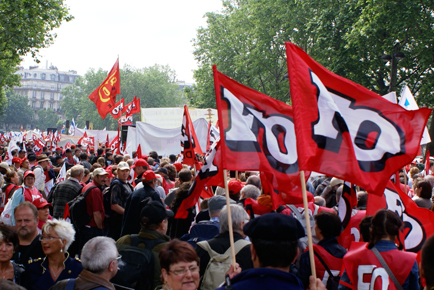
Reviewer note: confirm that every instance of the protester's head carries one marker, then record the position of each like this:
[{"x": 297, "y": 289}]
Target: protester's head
[
  {"x": 365, "y": 228},
  {"x": 154, "y": 217},
  {"x": 274, "y": 238},
  {"x": 184, "y": 175},
  {"x": 99, "y": 176},
  {"x": 179, "y": 265},
  {"x": 216, "y": 204},
  {"x": 250, "y": 191},
  {"x": 77, "y": 171},
  {"x": 427, "y": 263},
  {"x": 239, "y": 219},
  {"x": 424, "y": 189},
  {"x": 385, "y": 224},
  {"x": 8, "y": 241},
  {"x": 26, "y": 220},
  {"x": 29, "y": 178},
  {"x": 99, "y": 256},
  {"x": 327, "y": 225},
  {"x": 57, "y": 236},
  {"x": 254, "y": 180}
]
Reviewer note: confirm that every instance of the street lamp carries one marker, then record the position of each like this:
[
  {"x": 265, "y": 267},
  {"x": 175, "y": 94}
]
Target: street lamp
[{"x": 393, "y": 65}]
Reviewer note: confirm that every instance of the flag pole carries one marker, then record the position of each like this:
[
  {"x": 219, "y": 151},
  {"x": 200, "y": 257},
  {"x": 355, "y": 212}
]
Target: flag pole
[
  {"x": 228, "y": 206},
  {"x": 308, "y": 227}
]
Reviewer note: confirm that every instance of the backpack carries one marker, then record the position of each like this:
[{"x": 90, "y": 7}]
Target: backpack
[
  {"x": 302, "y": 219},
  {"x": 218, "y": 264},
  {"x": 137, "y": 271},
  {"x": 78, "y": 209},
  {"x": 202, "y": 231}
]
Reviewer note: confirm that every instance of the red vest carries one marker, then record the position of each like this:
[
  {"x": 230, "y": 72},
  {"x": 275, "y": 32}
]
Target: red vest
[
  {"x": 334, "y": 264},
  {"x": 363, "y": 267},
  {"x": 31, "y": 194}
]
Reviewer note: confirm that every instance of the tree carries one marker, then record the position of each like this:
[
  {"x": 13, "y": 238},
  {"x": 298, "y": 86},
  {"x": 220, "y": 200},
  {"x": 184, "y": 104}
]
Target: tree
[
  {"x": 18, "y": 111},
  {"x": 155, "y": 87},
  {"x": 26, "y": 26},
  {"x": 47, "y": 119}
]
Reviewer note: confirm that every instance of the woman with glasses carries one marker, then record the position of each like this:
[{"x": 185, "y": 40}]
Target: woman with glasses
[
  {"x": 41, "y": 274},
  {"x": 179, "y": 266},
  {"x": 8, "y": 243}
]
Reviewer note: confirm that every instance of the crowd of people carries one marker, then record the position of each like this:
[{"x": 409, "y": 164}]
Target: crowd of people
[{"x": 127, "y": 236}]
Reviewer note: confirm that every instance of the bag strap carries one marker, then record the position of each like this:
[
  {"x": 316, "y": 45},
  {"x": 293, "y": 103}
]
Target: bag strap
[
  {"x": 323, "y": 263},
  {"x": 386, "y": 267}
]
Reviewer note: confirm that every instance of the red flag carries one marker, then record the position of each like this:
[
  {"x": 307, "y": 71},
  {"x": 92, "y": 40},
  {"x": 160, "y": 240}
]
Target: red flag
[
  {"x": 104, "y": 96},
  {"x": 211, "y": 169},
  {"x": 189, "y": 143},
  {"x": 117, "y": 110},
  {"x": 257, "y": 133},
  {"x": 133, "y": 107},
  {"x": 418, "y": 222},
  {"x": 345, "y": 130}
]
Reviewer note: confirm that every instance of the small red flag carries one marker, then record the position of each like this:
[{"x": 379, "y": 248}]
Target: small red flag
[{"x": 104, "y": 96}]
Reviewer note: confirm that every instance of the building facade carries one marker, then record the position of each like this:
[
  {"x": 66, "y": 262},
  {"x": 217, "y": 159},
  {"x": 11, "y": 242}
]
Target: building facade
[{"x": 42, "y": 87}]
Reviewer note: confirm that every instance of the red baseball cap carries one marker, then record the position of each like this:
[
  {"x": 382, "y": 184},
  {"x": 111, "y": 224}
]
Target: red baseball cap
[
  {"x": 234, "y": 186},
  {"x": 140, "y": 162},
  {"x": 40, "y": 203},
  {"x": 148, "y": 175}
]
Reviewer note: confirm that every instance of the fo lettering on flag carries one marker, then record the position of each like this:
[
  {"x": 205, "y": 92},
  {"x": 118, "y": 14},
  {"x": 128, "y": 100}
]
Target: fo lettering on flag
[
  {"x": 345, "y": 130},
  {"x": 104, "y": 97}
]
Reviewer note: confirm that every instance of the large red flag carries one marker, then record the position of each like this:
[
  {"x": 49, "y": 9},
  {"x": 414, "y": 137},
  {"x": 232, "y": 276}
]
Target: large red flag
[
  {"x": 104, "y": 96},
  {"x": 117, "y": 110},
  {"x": 418, "y": 222},
  {"x": 189, "y": 143},
  {"x": 257, "y": 133},
  {"x": 347, "y": 131}
]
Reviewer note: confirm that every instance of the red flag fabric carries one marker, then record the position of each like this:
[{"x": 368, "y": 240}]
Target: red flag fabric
[
  {"x": 345, "y": 130},
  {"x": 132, "y": 108},
  {"x": 418, "y": 222},
  {"x": 117, "y": 110},
  {"x": 257, "y": 133},
  {"x": 104, "y": 97},
  {"x": 210, "y": 170},
  {"x": 189, "y": 143}
]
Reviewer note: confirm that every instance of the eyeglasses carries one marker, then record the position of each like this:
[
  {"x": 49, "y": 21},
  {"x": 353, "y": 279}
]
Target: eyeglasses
[
  {"x": 182, "y": 272},
  {"x": 48, "y": 238}
]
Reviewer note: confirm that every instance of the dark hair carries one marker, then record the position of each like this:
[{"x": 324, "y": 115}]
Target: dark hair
[
  {"x": 329, "y": 224},
  {"x": 177, "y": 251},
  {"x": 365, "y": 228},
  {"x": 184, "y": 175},
  {"x": 275, "y": 253},
  {"x": 9, "y": 235},
  {"x": 384, "y": 223},
  {"x": 427, "y": 263},
  {"x": 426, "y": 191}
]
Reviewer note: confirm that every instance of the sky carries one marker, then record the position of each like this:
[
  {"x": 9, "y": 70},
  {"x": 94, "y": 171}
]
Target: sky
[{"x": 141, "y": 32}]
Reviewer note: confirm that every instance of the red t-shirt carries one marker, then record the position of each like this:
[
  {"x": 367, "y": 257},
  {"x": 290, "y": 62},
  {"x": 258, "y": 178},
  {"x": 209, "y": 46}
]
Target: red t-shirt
[{"x": 94, "y": 202}]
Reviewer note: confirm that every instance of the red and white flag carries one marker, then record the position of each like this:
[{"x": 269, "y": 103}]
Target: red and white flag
[
  {"x": 257, "y": 133},
  {"x": 347, "y": 131},
  {"x": 189, "y": 143},
  {"x": 104, "y": 97}
]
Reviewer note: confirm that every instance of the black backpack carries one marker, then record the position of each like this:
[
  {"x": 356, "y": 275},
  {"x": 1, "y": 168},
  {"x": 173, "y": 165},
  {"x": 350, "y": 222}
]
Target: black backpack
[
  {"x": 137, "y": 266},
  {"x": 78, "y": 210}
]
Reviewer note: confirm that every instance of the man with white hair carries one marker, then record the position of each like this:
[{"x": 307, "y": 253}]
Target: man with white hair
[{"x": 99, "y": 259}]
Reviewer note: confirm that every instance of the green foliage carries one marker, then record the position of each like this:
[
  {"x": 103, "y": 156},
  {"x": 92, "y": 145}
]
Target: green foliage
[
  {"x": 46, "y": 119},
  {"x": 18, "y": 112},
  {"x": 246, "y": 42},
  {"x": 155, "y": 86}
]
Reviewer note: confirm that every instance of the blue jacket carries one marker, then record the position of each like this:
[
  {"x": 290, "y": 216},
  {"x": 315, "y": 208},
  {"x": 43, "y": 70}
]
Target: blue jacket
[{"x": 265, "y": 278}]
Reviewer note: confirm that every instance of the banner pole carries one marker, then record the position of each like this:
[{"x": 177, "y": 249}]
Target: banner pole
[
  {"x": 231, "y": 233},
  {"x": 308, "y": 227}
]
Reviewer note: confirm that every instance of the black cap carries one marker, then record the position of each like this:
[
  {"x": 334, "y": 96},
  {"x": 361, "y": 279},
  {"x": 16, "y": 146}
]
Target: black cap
[
  {"x": 274, "y": 227},
  {"x": 155, "y": 212}
]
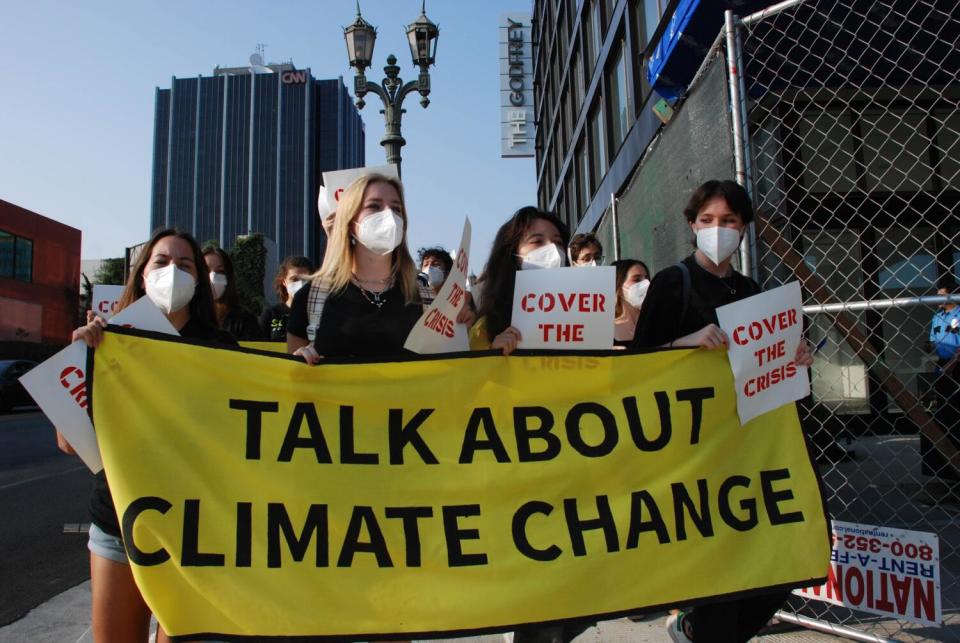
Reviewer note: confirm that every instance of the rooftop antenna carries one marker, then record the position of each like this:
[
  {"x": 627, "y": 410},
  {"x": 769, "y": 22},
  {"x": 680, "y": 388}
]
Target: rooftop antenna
[{"x": 257, "y": 64}]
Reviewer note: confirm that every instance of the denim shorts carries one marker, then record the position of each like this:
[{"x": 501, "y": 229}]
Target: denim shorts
[{"x": 106, "y": 546}]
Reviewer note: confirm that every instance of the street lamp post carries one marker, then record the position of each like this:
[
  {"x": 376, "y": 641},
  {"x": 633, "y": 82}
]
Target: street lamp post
[{"x": 422, "y": 37}]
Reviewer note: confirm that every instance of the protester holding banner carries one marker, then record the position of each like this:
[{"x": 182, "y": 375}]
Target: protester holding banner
[
  {"x": 172, "y": 273},
  {"x": 633, "y": 279},
  {"x": 230, "y": 314},
  {"x": 530, "y": 239},
  {"x": 293, "y": 273},
  {"x": 585, "y": 250},
  {"x": 679, "y": 311},
  {"x": 365, "y": 298}
]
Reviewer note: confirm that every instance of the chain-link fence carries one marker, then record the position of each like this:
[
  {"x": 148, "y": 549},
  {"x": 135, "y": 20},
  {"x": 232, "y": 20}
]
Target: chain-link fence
[{"x": 851, "y": 121}]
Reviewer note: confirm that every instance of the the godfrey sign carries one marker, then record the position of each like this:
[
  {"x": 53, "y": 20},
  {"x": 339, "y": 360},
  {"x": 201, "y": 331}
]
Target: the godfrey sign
[{"x": 517, "y": 130}]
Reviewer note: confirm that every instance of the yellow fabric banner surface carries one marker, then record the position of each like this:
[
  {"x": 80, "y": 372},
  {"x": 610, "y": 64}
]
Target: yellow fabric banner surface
[{"x": 261, "y": 497}]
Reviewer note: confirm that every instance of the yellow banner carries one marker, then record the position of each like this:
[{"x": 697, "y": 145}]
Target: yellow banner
[{"x": 262, "y": 497}]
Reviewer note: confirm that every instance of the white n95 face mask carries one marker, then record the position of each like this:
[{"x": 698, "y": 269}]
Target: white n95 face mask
[
  {"x": 218, "y": 283},
  {"x": 717, "y": 242},
  {"x": 170, "y": 288},
  {"x": 636, "y": 292},
  {"x": 548, "y": 256},
  {"x": 381, "y": 232},
  {"x": 435, "y": 276}
]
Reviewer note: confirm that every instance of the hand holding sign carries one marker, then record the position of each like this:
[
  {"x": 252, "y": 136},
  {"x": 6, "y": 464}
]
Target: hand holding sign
[
  {"x": 438, "y": 330},
  {"x": 59, "y": 385}
]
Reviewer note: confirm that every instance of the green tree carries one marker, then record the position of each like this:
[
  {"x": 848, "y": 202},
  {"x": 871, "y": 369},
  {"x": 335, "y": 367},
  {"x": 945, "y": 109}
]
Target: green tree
[
  {"x": 249, "y": 256},
  {"x": 110, "y": 272}
]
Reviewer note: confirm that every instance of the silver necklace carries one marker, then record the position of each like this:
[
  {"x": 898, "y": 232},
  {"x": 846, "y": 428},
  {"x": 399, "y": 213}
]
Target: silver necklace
[{"x": 374, "y": 297}]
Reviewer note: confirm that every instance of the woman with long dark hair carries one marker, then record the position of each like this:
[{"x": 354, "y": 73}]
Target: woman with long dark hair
[
  {"x": 171, "y": 272},
  {"x": 633, "y": 279}
]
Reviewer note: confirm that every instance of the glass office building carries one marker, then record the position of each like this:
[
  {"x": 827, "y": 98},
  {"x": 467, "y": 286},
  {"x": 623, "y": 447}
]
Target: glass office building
[{"x": 242, "y": 152}]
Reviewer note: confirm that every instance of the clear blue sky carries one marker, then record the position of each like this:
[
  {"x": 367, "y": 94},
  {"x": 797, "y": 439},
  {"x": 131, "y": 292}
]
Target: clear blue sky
[{"x": 77, "y": 103}]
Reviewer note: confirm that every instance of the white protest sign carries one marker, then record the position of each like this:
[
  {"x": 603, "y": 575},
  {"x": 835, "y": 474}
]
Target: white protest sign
[
  {"x": 334, "y": 183},
  {"x": 764, "y": 332},
  {"x": 569, "y": 308},
  {"x": 59, "y": 385},
  {"x": 890, "y": 572},
  {"x": 105, "y": 299},
  {"x": 437, "y": 330}
]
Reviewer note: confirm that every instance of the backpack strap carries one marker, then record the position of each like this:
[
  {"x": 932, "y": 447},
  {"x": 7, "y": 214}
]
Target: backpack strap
[
  {"x": 316, "y": 298},
  {"x": 684, "y": 292},
  {"x": 426, "y": 294}
]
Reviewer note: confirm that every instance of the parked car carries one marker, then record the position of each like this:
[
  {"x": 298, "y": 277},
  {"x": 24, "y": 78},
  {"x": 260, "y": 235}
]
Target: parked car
[{"x": 12, "y": 392}]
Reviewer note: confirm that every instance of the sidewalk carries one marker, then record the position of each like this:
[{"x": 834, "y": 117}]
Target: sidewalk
[{"x": 66, "y": 619}]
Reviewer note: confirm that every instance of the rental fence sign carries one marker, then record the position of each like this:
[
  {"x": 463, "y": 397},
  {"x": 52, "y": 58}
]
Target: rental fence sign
[{"x": 885, "y": 571}]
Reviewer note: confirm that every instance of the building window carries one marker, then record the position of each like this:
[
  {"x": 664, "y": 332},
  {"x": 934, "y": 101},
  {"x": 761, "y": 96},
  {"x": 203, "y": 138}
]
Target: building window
[
  {"x": 621, "y": 114},
  {"x": 576, "y": 82},
  {"x": 16, "y": 257},
  {"x": 597, "y": 32},
  {"x": 598, "y": 144},
  {"x": 583, "y": 175},
  {"x": 652, "y": 12}
]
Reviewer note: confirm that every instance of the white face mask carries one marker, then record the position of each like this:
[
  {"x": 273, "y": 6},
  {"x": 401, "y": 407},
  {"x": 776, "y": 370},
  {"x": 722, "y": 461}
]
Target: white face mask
[
  {"x": 218, "y": 283},
  {"x": 717, "y": 242},
  {"x": 293, "y": 287},
  {"x": 435, "y": 276},
  {"x": 170, "y": 288},
  {"x": 636, "y": 292},
  {"x": 381, "y": 232},
  {"x": 548, "y": 256}
]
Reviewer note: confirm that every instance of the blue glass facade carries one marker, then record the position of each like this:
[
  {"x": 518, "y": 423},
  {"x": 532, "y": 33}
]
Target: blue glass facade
[{"x": 236, "y": 154}]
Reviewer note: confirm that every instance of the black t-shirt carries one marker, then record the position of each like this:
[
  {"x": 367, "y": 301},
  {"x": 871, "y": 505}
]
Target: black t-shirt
[
  {"x": 102, "y": 512},
  {"x": 659, "y": 322},
  {"x": 242, "y": 325},
  {"x": 352, "y": 326},
  {"x": 273, "y": 323}
]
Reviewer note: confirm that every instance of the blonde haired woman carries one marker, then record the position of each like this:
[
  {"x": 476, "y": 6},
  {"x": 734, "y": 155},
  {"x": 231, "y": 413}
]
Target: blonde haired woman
[{"x": 364, "y": 300}]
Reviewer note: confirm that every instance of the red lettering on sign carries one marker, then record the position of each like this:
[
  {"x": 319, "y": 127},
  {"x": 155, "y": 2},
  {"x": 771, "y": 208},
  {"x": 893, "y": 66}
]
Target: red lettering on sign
[
  {"x": 581, "y": 302},
  {"x": 78, "y": 392},
  {"x": 767, "y": 380},
  {"x": 754, "y": 331},
  {"x": 571, "y": 333}
]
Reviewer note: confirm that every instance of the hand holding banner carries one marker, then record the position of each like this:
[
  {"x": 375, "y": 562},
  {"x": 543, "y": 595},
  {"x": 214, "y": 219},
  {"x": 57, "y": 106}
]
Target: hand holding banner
[
  {"x": 569, "y": 308},
  {"x": 59, "y": 385},
  {"x": 437, "y": 331},
  {"x": 764, "y": 332}
]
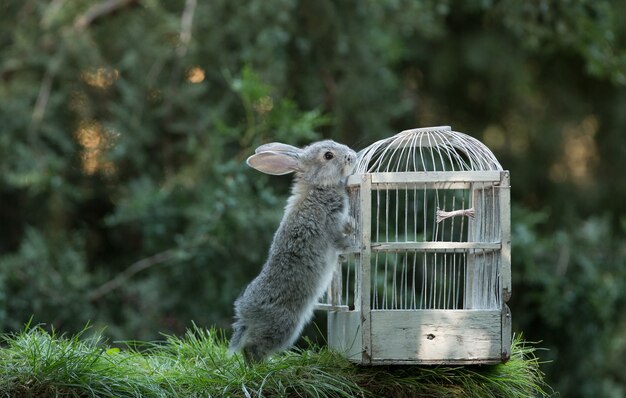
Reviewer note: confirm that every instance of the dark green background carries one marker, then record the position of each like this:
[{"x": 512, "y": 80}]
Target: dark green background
[{"x": 125, "y": 200}]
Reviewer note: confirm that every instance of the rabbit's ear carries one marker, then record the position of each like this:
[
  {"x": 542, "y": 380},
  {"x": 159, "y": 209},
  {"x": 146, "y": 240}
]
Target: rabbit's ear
[
  {"x": 274, "y": 163},
  {"x": 278, "y": 147}
]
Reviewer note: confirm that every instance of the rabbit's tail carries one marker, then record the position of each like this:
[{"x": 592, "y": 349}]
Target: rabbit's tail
[{"x": 236, "y": 340}]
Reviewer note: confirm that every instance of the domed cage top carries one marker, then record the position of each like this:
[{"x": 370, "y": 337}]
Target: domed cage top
[{"x": 428, "y": 275}]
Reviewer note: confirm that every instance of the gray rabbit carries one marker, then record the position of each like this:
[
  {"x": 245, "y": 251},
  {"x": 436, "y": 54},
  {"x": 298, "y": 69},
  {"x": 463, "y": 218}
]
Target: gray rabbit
[{"x": 279, "y": 302}]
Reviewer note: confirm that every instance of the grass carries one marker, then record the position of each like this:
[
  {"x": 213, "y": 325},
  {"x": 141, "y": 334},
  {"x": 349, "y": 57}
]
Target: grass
[{"x": 37, "y": 363}]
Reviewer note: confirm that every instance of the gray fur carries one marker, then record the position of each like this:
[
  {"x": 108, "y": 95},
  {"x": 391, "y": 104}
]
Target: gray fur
[{"x": 279, "y": 302}]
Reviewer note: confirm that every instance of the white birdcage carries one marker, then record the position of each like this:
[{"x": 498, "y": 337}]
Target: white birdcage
[{"x": 428, "y": 277}]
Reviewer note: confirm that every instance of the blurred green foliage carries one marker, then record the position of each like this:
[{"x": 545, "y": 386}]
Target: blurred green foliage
[{"x": 124, "y": 195}]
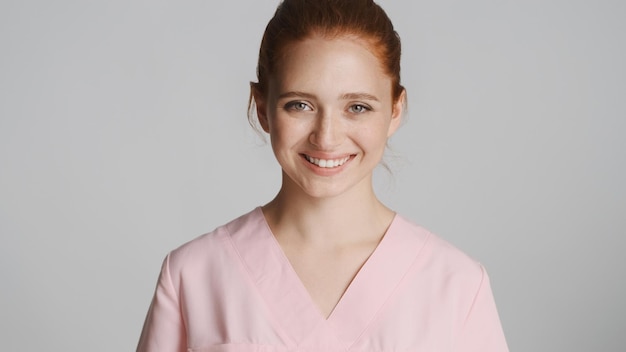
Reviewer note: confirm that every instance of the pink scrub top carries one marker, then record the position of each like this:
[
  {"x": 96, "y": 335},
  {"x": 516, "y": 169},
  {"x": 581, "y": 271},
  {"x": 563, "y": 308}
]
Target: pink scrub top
[{"x": 234, "y": 290}]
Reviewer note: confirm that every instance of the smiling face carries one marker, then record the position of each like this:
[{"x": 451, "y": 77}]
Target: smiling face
[{"x": 329, "y": 112}]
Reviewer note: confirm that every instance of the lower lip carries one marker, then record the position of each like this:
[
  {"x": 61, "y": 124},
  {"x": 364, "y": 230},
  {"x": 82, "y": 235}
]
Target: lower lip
[{"x": 325, "y": 171}]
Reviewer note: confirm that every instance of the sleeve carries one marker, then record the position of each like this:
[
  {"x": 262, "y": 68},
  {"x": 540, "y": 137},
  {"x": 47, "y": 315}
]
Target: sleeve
[
  {"x": 481, "y": 330},
  {"x": 164, "y": 329}
]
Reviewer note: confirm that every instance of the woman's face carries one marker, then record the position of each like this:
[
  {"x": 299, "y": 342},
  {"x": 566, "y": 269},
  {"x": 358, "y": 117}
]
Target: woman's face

Exercise:
Rewrite the rows from the line containing "Reviewer note: confirm that every instance of the woman's" through the end of the rows, substituting "man's face" for every occurrence of "woman's face" and leaving everything else unchanged.

Task response:
Reviewer note: confirm that every instance of the man's face carries one marker, then record the position of each like this:
[
  {"x": 299, "y": 342},
  {"x": 566, "y": 269},
  {"x": 358, "y": 117}
]
Target: man's face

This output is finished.